Aim of the exercise:
Under this line is some data; print exactly the lines from the one containing "Give one point for each instance of the green foliage" through its last line, without pictures.

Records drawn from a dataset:

▼

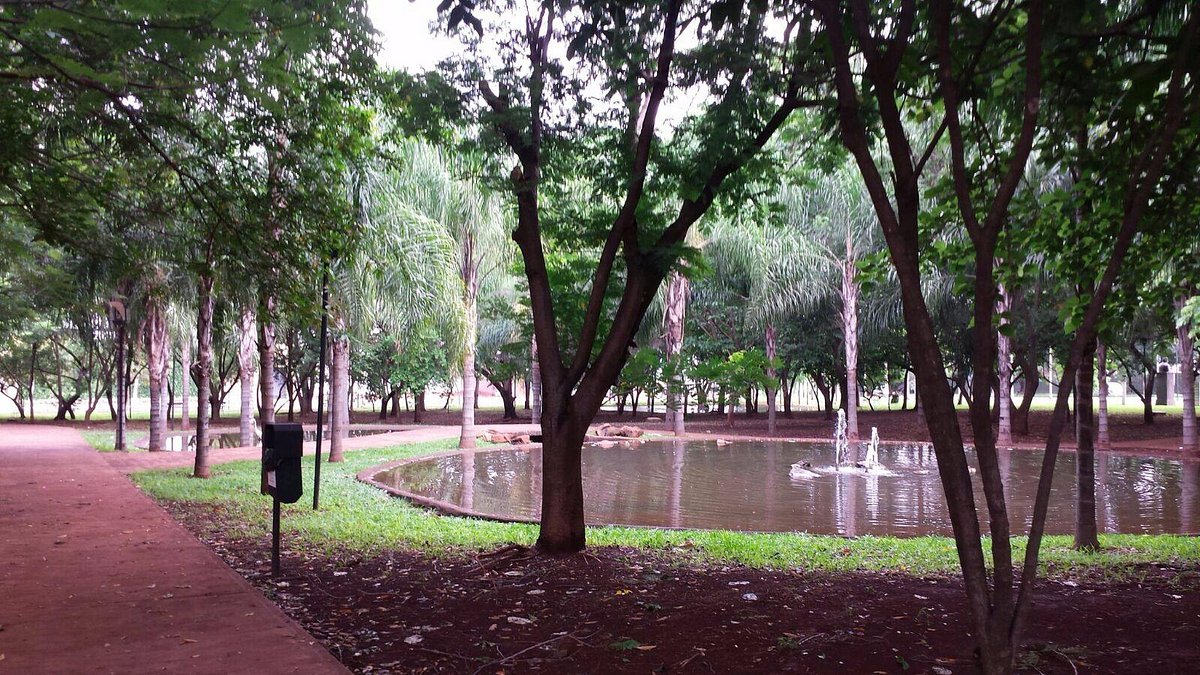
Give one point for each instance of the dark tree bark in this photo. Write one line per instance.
(1085, 455)
(203, 372)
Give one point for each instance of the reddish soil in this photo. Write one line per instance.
(893, 425)
(615, 610)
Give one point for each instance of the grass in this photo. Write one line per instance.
(361, 518)
(105, 440)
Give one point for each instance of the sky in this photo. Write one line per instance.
(406, 42)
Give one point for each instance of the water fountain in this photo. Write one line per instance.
(840, 442)
(873, 451)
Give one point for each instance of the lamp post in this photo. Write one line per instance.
(117, 318)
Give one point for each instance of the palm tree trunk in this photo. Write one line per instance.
(467, 434)
(535, 381)
(676, 309)
(339, 396)
(772, 377)
(185, 363)
(1102, 375)
(1186, 347)
(204, 366)
(1005, 370)
(850, 338)
(246, 377)
(156, 359)
(267, 364)
(1085, 455)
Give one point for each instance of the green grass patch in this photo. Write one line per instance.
(103, 440)
(358, 517)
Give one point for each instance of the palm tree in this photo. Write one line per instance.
(400, 274)
(837, 222)
(773, 269)
(445, 191)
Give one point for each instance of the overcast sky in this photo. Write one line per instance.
(405, 34)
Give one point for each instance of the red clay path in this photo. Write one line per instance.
(96, 578)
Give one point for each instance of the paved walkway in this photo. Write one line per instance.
(96, 578)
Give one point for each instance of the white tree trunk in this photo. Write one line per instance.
(1005, 370)
(673, 320)
(467, 434)
(339, 396)
(204, 360)
(267, 389)
(185, 389)
(246, 382)
(155, 327)
(534, 382)
(773, 377)
(1186, 347)
(1102, 375)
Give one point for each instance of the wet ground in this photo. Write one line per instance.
(613, 610)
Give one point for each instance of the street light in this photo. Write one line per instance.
(117, 320)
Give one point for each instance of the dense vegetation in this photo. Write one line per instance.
(931, 201)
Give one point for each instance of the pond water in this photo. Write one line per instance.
(748, 485)
(179, 442)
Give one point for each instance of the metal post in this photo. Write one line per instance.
(275, 537)
(321, 384)
(119, 443)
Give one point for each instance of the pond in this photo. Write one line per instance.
(750, 487)
(179, 442)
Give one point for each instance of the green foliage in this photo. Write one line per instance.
(363, 518)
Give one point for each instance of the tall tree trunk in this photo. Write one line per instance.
(562, 493)
(267, 388)
(339, 394)
(246, 382)
(850, 336)
(1102, 375)
(789, 382)
(1186, 348)
(1005, 370)
(33, 376)
(1030, 384)
(203, 372)
(535, 382)
(185, 388)
(469, 386)
(509, 399)
(1147, 400)
(155, 327)
(1085, 455)
(673, 323)
(418, 406)
(772, 378)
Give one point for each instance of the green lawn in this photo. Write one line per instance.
(357, 517)
(105, 438)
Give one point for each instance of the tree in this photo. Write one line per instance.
(984, 181)
(447, 191)
(755, 72)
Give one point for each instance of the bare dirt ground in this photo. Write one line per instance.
(615, 610)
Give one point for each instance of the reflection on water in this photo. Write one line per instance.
(179, 442)
(745, 485)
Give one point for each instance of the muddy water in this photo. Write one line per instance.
(747, 485)
(179, 442)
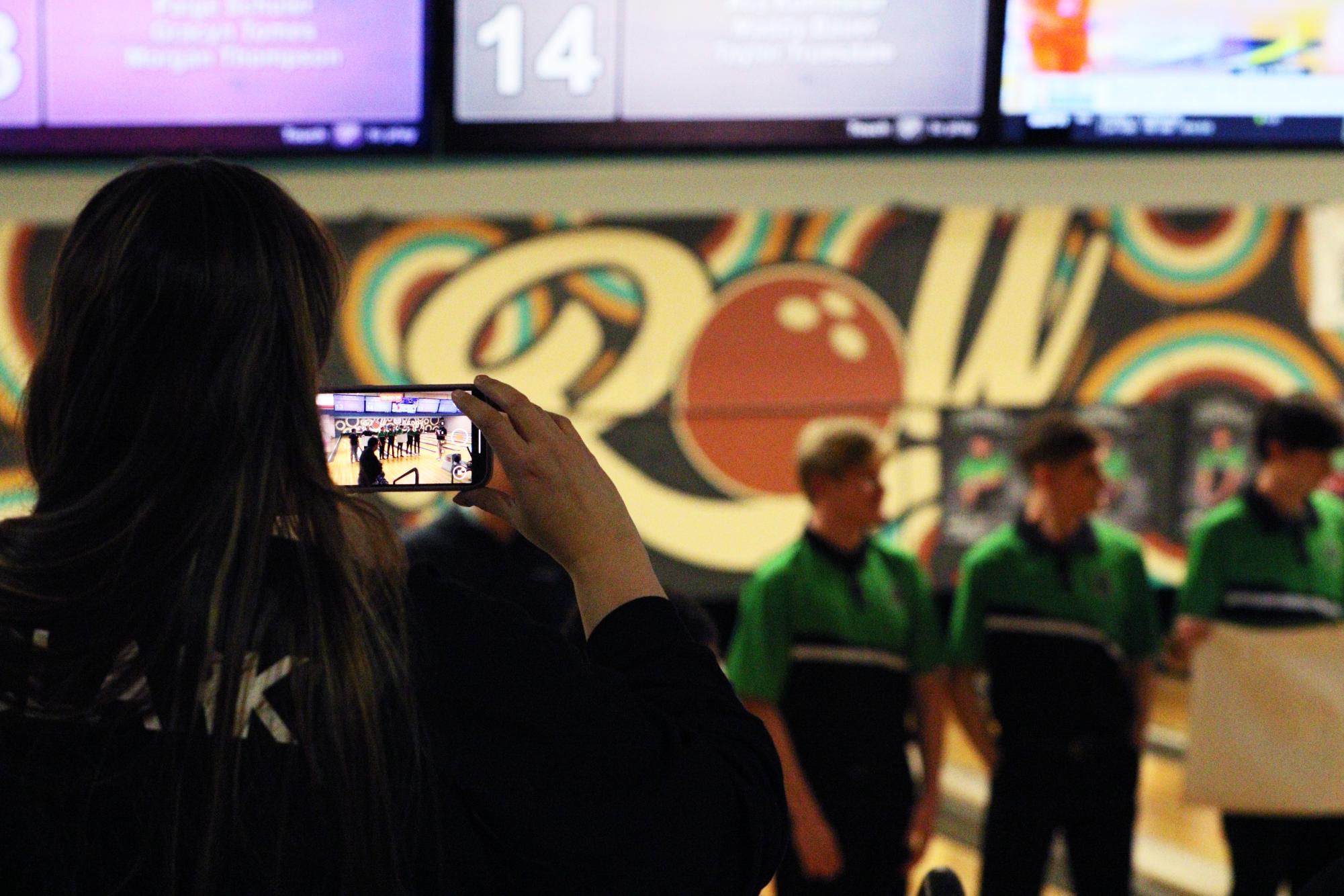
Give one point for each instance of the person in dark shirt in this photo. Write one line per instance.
(218, 674)
(1269, 557)
(483, 551)
(370, 468)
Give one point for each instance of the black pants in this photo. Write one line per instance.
(871, 824)
(1271, 850)
(1085, 791)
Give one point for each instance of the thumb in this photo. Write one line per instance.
(490, 500)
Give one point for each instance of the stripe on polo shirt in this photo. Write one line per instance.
(1052, 629)
(851, 656)
(1282, 601)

▲

Expected answer:
Give one point for each instance of the green foliage in this photo. Write one line per instance.
(363, 518)
Give one point for each instance of the tall tree trunk in this photo. Write one line per instance.
(562, 493)
(267, 388)
(339, 394)
(246, 382)
(850, 336)
(1102, 375)
(789, 382)
(1186, 348)
(1005, 370)
(33, 376)
(1030, 384)
(203, 372)
(535, 382)
(185, 388)
(469, 386)
(509, 399)
(1147, 400)
(155, 327)
(1085, 455)
(673, 323)
(418, 406)
(772, 378)
Give one point for each instance of the green lawn in this photo. Write one line per instance.
(357, 517)
(105, 438)
Give one point for each instance of the tree in this photo. Write one line per instance.
(984, 181)
(447, 191)
(755, 72)
Give one point for each instance of the bare dirt ground in this photo. Write one line per instance.
(615, 610)
Give one point for each instance of the reflection on water in this photo. Write one line per instance.
(179, 442)
(745, 485)
Give one point for each instance of the muddy water in this photo. Write one line per instance.
(747, 485)
(179, 442)
Give one point for each instance of the person in dark shirt in this photo. Write one line per instance.
(218, 674)
(1269, 557)
(483, 551)
(370, 468)
Give one point for each instance of the black pants in this photo. Write one line per instance.
(871, 824)
(1271, 850)
(1085, 791)
Give one point for each instance of the thumb in this photo. Write one line per instance.
(490, 500)
Give one point for each instance of the stripe on polo shirt in this photo. Write one line per instance.
(1052, 629)
(851, 656)
(1282, 601)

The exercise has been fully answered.